- [WHAT YOU WILL DO] Render every line of the listing below as a JSON list of strings, one string per line, and leave out any blank lines.
BEGIN
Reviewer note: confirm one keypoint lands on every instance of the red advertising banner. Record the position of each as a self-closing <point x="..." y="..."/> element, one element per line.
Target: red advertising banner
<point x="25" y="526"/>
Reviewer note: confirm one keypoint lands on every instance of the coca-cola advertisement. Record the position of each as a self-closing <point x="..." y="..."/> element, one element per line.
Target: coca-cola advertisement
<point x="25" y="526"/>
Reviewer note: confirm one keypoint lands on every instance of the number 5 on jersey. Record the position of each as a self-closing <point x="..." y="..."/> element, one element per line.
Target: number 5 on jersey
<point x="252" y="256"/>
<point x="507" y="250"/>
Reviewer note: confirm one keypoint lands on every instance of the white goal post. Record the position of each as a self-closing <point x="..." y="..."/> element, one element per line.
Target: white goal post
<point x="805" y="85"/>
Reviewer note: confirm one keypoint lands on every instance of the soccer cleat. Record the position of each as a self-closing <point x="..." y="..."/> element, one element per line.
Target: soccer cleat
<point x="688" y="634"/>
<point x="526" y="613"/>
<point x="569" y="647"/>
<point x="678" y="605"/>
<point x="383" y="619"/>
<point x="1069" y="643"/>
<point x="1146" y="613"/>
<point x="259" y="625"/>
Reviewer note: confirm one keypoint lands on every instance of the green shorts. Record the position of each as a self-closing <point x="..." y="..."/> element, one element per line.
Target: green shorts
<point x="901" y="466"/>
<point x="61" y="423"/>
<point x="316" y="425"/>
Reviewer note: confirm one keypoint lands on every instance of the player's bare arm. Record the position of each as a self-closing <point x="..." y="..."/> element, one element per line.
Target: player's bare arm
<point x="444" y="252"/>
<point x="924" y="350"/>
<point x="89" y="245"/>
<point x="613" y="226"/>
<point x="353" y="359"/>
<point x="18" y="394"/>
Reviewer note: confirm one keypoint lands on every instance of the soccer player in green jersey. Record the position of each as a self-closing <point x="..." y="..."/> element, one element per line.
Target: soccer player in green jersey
END
- [RESULT]
[
  "Reviewer note: confirm one keypoint lands on every instance of the red advertising banner. Record the position of each as a self-closing <point x=\"...\" y=\"...\"/> element, one element per line.",
  "Target: red advertising banner",
  "<point x=\"25\" y=\"526\"/>",
  "Reviewer note: confirm one keypoint lands on every instance of the coca-cola advertisement. Record the position of each as a self-closing <point x=\"...\" y=\"...\"/> element, one element per line.",
  "Target: coca-cola advertisement",
  "<point x=\"25\" y=\"526\"/>",
  "Reviewer note: confirm one keypoint lands on every instance of the number 5 on jersey. Record the position of each as a self-closing <point x=\"...\" y=\"...\"/> element, one element per line.",
  "Target: number 5 on jersey",
  "<point x=\"252\" y=\"256\"/>",
  "<point x=\"507\" y=\"250\"/>",
  "Reviewer note: confirm one keypoint lands on every instance of the white goal post. Record the position of each as a self-closing <point x=\"...\" y=\"...\"/> element, one element per line.",
  "Target: white goal post",
  "<point x=\"805\" y=\"85\"/>",
  "Reviewer note: confirm one keypoint lands on every instance of the soccer cleat. Record the position of each as a self-closing <point x=\"...\" y=\"...\"/> element, one element per line.",
  "Target: soccer cleat",
  "<point x=\"688\" y=\"634\"/>",
  "<point x=\"526\" y=\"613\"/>",
  "<point x=\"569\" y=\"647\"/>",
  "<point x=\"678\" y=\"605\"/>",
  "<point x=\"383\" y=\"619\"/>",
  "<point x=\"1069\" y=\"643\"/>",
  "<point x=\"1146\" y=\"613\"/>",
  "<point x=\"259\" y=\"625\"/>",
  "Reviewer note: confirm one keypoint lands on every instance of the green shorts. Record the position of each as a self-closing <point x=\"...\" y=\"...\"/> element, one element per line.",
  "Target: green shorts",
  "<point x=\"901\" y=\"466\"/>",
  "<point x=\"61\" y=\"423\"/>",
  "<point x=\"316\" y=\"425\"/>",
  "Reviewer note: confirm one keypoint lands on every instance of the player's bare arm. Record the position of each as a self-closing <point x=\"...\" y=\"...\"/> element, one element per line.",
  "Target: player's bare arm",
  "<point x=\"444\" y=\"252\"/>",
  "<point x=\"924\" y=\"350\"/>",
  "<point x=\"89\" y=\"245\"/>",
  "<point x=\"613\" y=\"226\"/>",
  "<point x=\"353\" y=\"359\"/>",
  "<point x=\"18\" y=\"394\"/>",
  "Reviewer note: confirm one keypoint lands on every instance of the soccer player in green jersey. Record the position of each as a self-closing <point x=\"...\" y=\"...\"/> element, one element per line.",
  "Target: soccer player in green jersey"
]